Data records START

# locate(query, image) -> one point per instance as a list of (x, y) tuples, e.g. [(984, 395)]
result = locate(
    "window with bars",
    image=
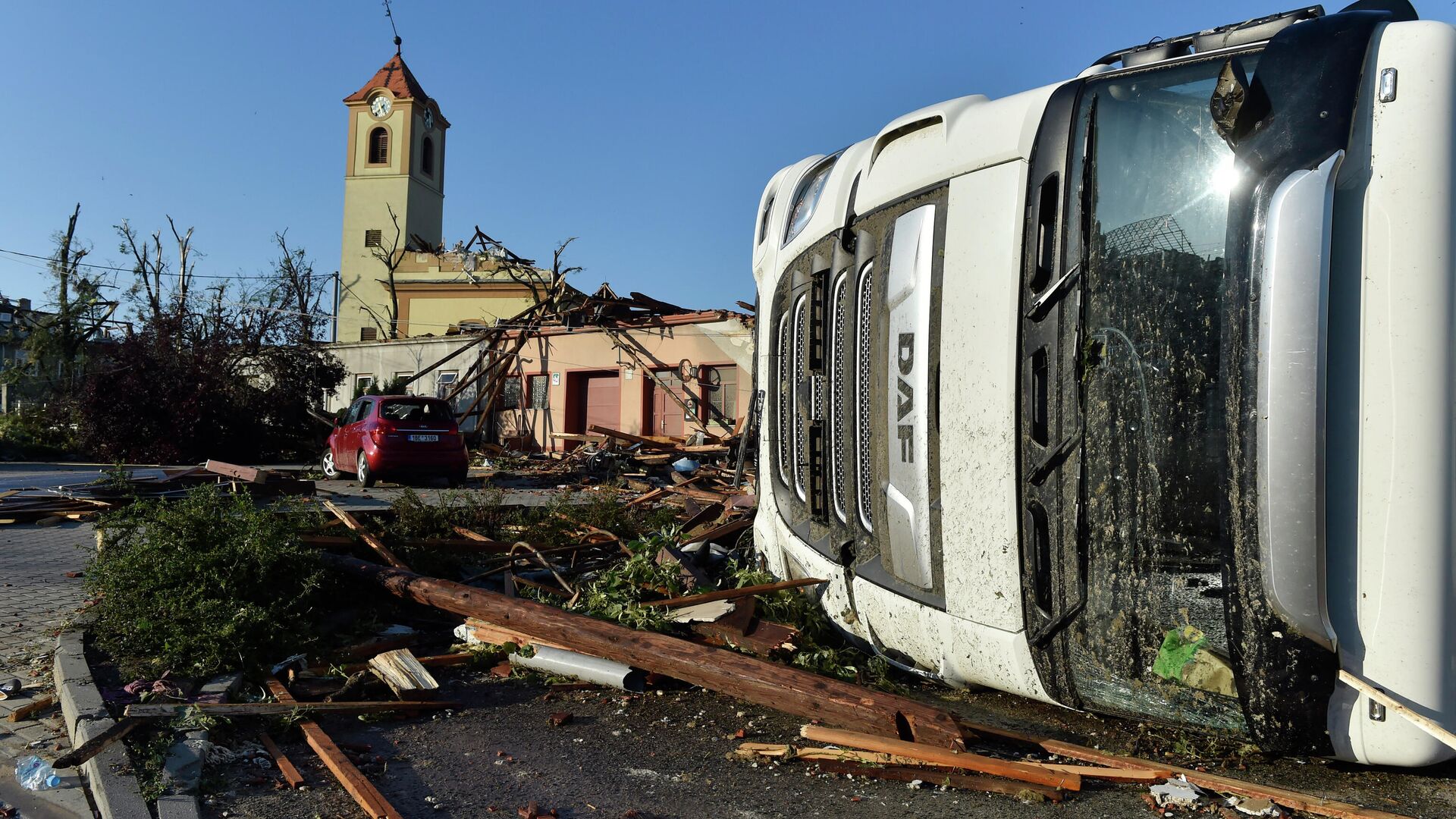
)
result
[(721, 394), (379, 146), (510, 395), (538, 392)]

Data records END

__Your task__: Gather all lines with the string "image" from the data.

__Result__:
# locate(query, image) -> one point per instance as a list of (x, y) tuples, e.g. [(984, 395)]
    image=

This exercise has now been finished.